» Activity
Return a copy of every line in the data below that contains "Task".
━━ Data to process
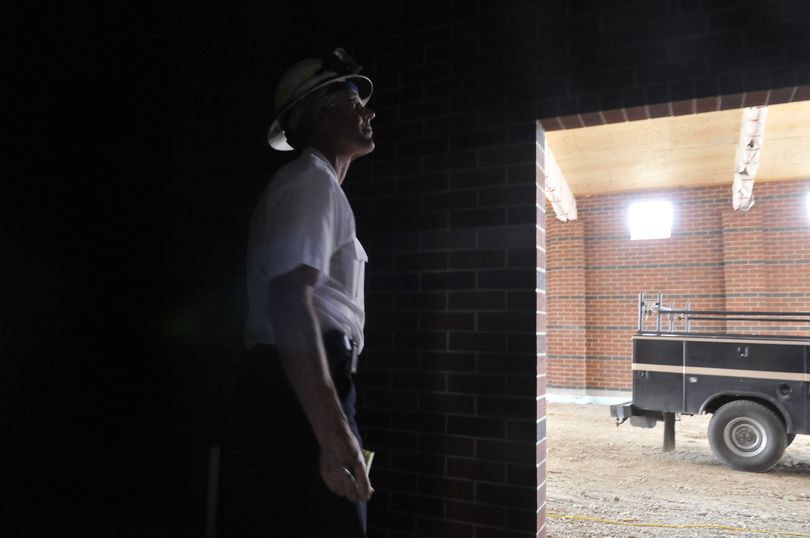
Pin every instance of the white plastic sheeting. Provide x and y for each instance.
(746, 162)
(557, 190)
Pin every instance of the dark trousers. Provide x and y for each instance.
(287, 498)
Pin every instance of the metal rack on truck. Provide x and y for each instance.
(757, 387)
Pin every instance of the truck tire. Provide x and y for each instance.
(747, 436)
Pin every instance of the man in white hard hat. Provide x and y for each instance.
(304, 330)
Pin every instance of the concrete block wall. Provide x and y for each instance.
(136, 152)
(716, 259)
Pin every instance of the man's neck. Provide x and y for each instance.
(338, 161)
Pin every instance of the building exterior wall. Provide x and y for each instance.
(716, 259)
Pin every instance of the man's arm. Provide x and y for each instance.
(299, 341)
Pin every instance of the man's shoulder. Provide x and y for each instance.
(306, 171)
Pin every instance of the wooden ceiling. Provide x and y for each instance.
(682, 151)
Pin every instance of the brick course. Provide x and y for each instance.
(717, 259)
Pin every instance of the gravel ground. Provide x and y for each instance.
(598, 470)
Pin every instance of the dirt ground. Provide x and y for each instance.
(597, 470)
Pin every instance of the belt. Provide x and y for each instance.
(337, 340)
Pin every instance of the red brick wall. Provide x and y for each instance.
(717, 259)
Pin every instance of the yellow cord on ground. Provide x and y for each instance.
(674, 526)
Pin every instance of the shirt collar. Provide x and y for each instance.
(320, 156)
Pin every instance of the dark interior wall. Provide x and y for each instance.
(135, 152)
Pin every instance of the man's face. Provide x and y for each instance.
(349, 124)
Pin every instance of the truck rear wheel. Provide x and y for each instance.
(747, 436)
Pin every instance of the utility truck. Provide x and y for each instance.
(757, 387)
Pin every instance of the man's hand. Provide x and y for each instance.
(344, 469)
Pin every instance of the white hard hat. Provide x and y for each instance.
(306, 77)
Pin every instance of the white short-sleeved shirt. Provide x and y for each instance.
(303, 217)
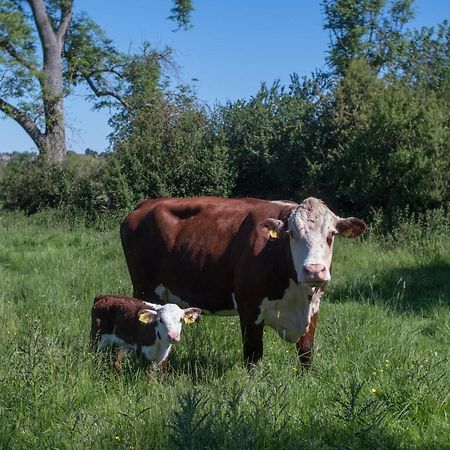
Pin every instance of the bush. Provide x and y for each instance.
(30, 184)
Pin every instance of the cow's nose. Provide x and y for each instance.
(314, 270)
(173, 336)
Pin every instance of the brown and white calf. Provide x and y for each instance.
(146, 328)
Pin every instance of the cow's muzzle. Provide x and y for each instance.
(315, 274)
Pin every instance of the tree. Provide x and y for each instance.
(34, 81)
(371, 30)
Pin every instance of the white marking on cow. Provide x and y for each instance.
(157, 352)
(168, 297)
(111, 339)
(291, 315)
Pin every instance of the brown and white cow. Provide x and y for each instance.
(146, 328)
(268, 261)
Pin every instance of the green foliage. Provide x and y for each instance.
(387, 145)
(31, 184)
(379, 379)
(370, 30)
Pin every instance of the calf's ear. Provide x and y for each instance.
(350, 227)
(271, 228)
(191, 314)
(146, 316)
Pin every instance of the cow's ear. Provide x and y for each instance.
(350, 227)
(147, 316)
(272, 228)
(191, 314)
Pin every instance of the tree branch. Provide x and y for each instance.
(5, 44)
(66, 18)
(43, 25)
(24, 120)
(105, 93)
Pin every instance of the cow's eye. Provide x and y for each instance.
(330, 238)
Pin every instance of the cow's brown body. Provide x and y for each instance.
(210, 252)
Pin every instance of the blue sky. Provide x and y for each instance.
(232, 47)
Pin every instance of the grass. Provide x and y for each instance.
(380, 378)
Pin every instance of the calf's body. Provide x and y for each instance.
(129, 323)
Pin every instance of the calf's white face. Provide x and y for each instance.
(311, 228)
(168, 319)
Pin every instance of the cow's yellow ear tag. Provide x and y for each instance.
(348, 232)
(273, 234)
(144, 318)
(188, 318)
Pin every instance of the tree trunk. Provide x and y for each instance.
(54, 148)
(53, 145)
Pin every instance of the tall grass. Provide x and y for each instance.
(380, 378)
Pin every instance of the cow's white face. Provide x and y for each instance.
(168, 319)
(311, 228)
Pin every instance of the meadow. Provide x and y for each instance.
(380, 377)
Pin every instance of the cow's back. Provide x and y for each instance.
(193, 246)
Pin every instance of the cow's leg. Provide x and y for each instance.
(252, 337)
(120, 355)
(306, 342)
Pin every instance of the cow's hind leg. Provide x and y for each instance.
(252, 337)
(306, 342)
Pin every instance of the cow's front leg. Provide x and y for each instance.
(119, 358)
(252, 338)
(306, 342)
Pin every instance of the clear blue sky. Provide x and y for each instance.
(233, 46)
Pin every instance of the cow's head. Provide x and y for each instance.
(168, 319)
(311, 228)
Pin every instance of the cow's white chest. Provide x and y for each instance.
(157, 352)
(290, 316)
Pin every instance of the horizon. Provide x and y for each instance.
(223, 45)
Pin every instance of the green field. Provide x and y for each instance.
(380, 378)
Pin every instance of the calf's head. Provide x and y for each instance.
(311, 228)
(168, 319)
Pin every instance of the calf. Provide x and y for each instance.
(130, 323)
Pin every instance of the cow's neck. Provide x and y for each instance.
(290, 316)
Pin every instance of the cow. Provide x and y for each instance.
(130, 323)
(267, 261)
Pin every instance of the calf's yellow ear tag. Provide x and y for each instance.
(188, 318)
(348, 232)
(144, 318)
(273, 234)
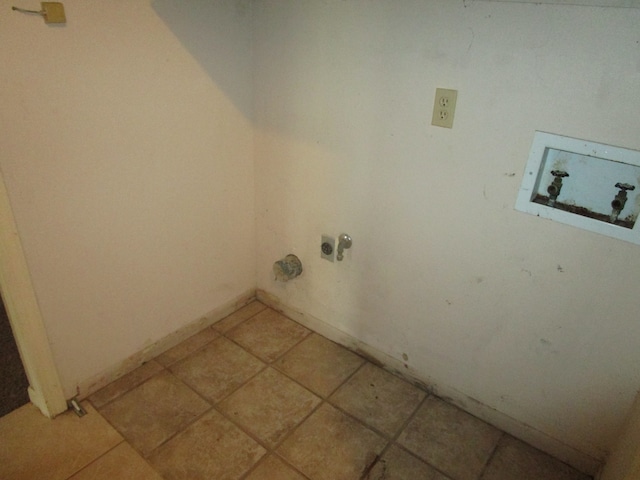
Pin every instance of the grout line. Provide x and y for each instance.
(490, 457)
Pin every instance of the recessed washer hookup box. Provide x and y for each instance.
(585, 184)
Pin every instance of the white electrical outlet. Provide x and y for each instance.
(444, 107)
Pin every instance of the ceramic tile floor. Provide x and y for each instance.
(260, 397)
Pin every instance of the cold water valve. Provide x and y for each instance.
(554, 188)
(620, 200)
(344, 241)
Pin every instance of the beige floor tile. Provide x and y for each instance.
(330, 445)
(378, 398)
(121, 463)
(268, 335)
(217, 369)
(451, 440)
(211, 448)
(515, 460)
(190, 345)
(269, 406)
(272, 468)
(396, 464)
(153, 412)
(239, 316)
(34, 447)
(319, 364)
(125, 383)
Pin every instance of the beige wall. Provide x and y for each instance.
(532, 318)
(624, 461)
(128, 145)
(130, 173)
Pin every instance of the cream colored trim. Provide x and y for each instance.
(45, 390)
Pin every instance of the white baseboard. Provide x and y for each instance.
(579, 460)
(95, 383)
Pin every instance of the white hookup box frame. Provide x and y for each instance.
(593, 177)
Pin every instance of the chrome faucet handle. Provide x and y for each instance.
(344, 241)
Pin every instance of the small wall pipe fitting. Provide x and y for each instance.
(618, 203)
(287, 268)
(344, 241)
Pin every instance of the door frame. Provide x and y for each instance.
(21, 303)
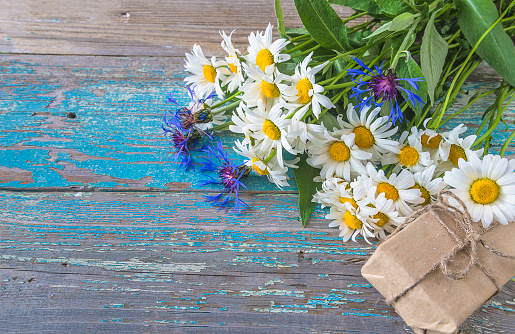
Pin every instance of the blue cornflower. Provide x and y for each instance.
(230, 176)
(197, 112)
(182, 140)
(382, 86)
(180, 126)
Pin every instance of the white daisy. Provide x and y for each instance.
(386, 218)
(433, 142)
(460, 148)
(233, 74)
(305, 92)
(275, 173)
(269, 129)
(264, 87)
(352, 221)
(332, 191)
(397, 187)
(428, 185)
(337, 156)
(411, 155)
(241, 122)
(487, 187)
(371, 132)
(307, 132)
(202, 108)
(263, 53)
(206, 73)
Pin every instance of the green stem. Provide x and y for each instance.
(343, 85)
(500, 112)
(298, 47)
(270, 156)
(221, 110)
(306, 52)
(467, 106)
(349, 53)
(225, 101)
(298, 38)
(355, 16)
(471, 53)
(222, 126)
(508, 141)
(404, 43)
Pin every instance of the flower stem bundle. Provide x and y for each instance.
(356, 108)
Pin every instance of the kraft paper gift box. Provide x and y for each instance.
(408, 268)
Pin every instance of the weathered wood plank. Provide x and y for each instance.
━━━━
━━ Data to process
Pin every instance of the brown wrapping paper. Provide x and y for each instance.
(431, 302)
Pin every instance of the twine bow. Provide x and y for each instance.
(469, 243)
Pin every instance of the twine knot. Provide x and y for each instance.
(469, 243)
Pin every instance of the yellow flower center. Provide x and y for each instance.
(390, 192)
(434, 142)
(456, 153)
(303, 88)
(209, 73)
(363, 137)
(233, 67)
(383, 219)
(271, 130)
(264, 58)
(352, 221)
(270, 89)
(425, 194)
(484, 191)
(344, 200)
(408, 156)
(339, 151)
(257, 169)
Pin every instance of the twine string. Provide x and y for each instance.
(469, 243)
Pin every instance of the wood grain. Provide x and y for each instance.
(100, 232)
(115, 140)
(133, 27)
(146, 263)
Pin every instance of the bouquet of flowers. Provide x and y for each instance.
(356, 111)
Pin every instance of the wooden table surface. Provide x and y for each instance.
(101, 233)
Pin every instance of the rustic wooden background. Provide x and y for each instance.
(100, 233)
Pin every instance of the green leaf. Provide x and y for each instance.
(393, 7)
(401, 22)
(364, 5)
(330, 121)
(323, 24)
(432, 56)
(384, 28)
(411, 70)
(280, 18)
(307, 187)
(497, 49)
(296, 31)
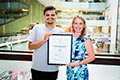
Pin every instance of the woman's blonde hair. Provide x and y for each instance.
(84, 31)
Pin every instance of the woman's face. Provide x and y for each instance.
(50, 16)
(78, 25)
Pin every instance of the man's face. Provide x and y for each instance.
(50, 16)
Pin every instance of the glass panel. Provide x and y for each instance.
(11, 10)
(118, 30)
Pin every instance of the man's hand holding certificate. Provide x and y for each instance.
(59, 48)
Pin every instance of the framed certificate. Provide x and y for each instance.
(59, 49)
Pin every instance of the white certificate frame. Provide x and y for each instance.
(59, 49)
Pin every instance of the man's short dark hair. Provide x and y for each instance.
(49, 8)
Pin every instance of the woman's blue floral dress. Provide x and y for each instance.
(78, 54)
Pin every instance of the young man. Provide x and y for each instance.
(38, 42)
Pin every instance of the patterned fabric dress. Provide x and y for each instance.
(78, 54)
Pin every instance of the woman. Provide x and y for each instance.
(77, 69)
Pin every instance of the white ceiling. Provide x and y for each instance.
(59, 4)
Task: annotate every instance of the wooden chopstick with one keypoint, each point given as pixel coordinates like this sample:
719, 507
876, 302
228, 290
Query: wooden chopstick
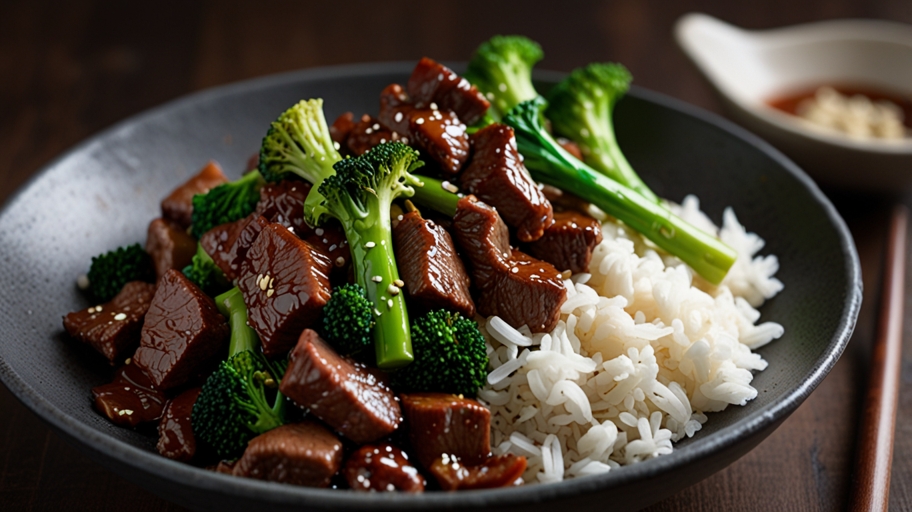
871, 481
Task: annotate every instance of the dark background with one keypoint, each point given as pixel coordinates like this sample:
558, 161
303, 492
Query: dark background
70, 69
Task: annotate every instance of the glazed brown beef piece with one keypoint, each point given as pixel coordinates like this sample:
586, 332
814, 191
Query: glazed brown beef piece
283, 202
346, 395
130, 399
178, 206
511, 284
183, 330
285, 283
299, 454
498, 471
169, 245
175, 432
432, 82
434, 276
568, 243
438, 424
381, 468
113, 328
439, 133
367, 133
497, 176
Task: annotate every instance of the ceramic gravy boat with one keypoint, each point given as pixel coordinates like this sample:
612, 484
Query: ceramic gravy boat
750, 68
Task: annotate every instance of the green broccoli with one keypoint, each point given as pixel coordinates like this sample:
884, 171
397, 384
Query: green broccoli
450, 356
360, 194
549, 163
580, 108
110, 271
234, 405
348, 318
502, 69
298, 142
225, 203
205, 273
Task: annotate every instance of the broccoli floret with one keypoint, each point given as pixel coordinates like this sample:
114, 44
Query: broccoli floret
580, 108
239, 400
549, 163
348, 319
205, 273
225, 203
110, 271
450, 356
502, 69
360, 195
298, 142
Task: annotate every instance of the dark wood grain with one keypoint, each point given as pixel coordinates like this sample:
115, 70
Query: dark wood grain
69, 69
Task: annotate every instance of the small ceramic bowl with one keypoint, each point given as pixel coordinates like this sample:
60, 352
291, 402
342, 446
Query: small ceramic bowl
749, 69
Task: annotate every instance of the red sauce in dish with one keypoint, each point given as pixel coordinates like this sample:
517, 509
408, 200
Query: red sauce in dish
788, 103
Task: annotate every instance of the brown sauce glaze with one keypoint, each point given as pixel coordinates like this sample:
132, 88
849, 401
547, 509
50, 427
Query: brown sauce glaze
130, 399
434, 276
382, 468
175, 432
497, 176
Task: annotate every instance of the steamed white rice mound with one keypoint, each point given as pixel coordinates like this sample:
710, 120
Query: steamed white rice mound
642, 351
━━━━
» Answer for this exercise
Task: annotate every instance of the wooden chopstick with one keypoint, each point given as pixel coordinates like this sample:
Task: annotate every instance of the dark background with one keypoint, each point given as pixel coordinates like this sample:
Task: annotate every instance of the glazed brown beef piece with one keypoint, each point given as pixel coordinates like this sample:
Task: annotate every instance of the ceramic gravy boat with one keypoint, each point given as pixel coordinates like this sample:
Task: annotate every instance of the green broccoli with one keypoint, each point given as pixel coordinates like this sample:
Task: annotate every instance of the broccoli floret with one keypoint, each point given as pixel coordinates like this sample:
Task: annotate every instance of the dark wood grain with one keypoint, each point given as pixel coordinates like this sample:
Task: annotate every instance of the small ceramic bowl with one keypoint, each point given as pixel coordinates like this sample:
Task: annotate every instance of the red sauce in dish with one keypoint, each point given as pixel coordinates like this sample:
Task: annotate every instance of the brown sauce glaze with one keypoint, each point given as pixel coordinates like this sample:
Task: annotate every instance of the steamed white rice mound with one keypoint, each point given as pixel coordinates like this sample:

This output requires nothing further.